WORK TO COMPLETE - A precise reproduction of every record below is needed, minus the pictures.
[RECORDS FOR THE EXERCISE — start]
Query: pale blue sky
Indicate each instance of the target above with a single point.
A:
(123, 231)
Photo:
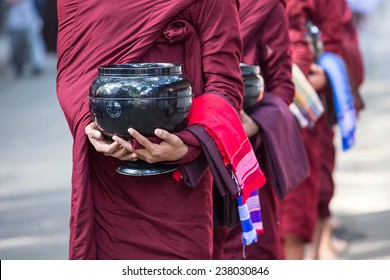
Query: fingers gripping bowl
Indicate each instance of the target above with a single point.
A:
(143, 96)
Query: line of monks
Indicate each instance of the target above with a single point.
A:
(160, 217)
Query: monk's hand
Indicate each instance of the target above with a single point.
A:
(250, 127)
(172, 148)
(317, 76)
(104, 145)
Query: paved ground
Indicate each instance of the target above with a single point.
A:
(35, 162)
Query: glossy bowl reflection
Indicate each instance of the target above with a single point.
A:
(143, 96)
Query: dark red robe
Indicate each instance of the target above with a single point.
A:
(266, 43)
(301, 207)
(122, 217)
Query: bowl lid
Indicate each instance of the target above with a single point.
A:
(139, 69)
(248, 69)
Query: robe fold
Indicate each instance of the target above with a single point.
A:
(155, 217)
[RECORDS FOR THE EXERCISE — finish]
FINISHED EXERCISE -
Query: pale blue sky
Indicate each instance of the target above with a single point.
A:
(123, 231)
Photo:
Query: fingers gripping bowl
Indicate each instance of the target above with a single point.
A:
(143, 96)
Query: line of monks
Indicate each instance of the target above with a single point.
A:
(160, 217)
Query: monk's hand
Indicate each instance of the target above with a single point.
A:
(250, 127)
(172, 148)
(317, 76)
(104, 145)
Query: paved ground
Indicate each instance of the target above with a single point.
A:
(35, 162)
Query: glossy bowl reflection
Indicate each instance of the target above with a single point.
A:
(143, 96)
Query: dark red robe
Indicate each instance of the target above with a single point.
A:
(266, 43)
(301, 207)
(122, 217)
Query: bowl lid
Indicate each instance of the target above with a single point.
A:
(139, 69)
(248, 69)
Query: robe fold
Indicate each instance of the target above with a single point.
A:
(155, 217)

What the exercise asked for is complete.